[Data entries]
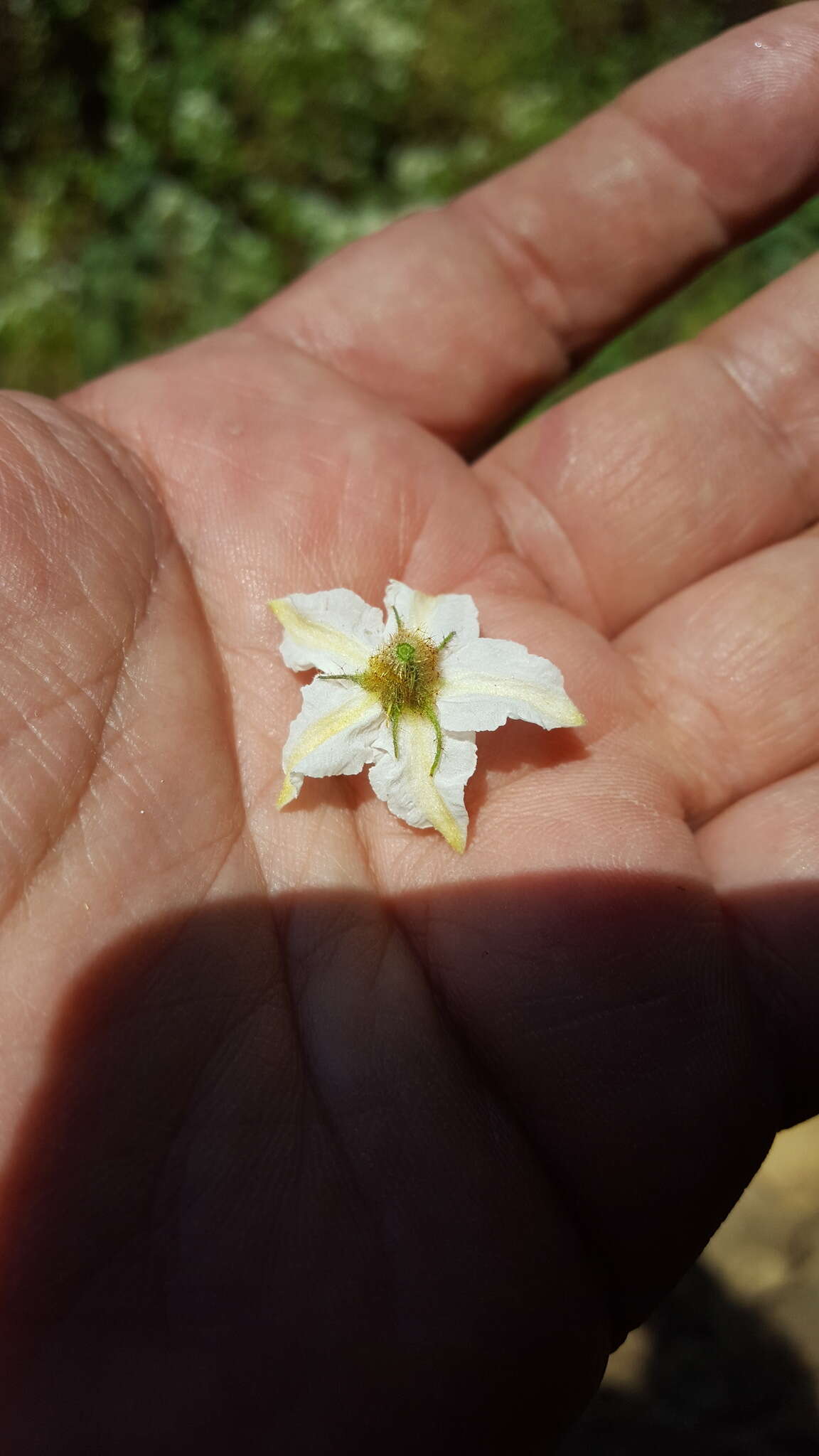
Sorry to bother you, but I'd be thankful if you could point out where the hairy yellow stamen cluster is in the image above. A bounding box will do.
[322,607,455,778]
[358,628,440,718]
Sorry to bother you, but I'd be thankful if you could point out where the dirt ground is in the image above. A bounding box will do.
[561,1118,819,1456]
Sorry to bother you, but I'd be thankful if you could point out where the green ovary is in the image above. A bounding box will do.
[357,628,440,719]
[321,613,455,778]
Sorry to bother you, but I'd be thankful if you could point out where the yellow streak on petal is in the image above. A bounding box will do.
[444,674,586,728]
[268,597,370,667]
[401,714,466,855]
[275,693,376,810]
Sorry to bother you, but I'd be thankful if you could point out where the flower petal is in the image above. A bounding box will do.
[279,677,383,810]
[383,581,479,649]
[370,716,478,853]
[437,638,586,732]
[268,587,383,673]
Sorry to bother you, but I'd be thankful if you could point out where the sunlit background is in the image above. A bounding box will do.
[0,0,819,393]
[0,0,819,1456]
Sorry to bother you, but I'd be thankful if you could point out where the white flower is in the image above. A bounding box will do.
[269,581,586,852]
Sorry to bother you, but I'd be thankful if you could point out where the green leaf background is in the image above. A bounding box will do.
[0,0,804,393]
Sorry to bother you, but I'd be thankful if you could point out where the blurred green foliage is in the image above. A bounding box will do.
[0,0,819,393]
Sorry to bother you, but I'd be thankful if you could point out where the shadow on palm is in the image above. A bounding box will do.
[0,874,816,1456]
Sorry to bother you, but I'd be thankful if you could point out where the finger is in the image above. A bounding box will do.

WHAT YOU HAVE TO DO
Pictures are to be left out; the records above must be repeated word for word.

ANSWER IN FULL
Sorry to bother you, but I'd be thankful if you could point out where the hairy yellow stamen cluster is in the image above. A bounding box will do.
[322,607,455,778]
[358,628,440,718]
Sorry to bother you, but I'd be thankful if you could point out where the dirt ground is in the image above. A bounding box will do.
[561,1118,819,1456]
Sorry to bother you, but I'd be thankful if you could point out where the green ovary is in the image above. A bounding box will do.
[357,628,440,719]
[321,613,455,778]
Sorry to bother you, but I'd be thankful if you could point out where the yellow streak on petal is in the image above. A bounding box will do.
[444,674,586,728]
[268,597,370,667]
[401,714,466,855]
[275,693,376,810]
Sorry to bother you, but I'd be thankful if you could point out where the flower petal is in the image above. A bounding box will do.
[279,677,383,810]
[383,581,479,649]
[370,716,478,853]
[437,638,586,732]
[268,587,383,673]
Sorry to bother you, but I'd be thankful if you could point out where the sunlit background is in the image above. A bounding box will do.
[0,0,819,393]
[0,0,819,1456]
Sorry to bother you, but I'd be thankful if you could point out where the white flower is in the image above. A bounding box will do.
[269,581,586,852]
Sorry to bother you, but I'd be thankful if you could point out where the green leaf background is in the image above. A bounding box will do.
[0,0,804,393]
Sorry to bother you, but I'd be thankful if you could point out where the blurred green foliage is in the image above. A bounding box will do.
[0,0,819,393]
Sorry to bother you, but I'd be thankful if you could point out where the shadow on palm is in the image above. A bounding box will do.
[0,874,816,1456]
Sorry to bother you, but I'd be thankful if you could point out where the finger is in the image above. A bounding box will do.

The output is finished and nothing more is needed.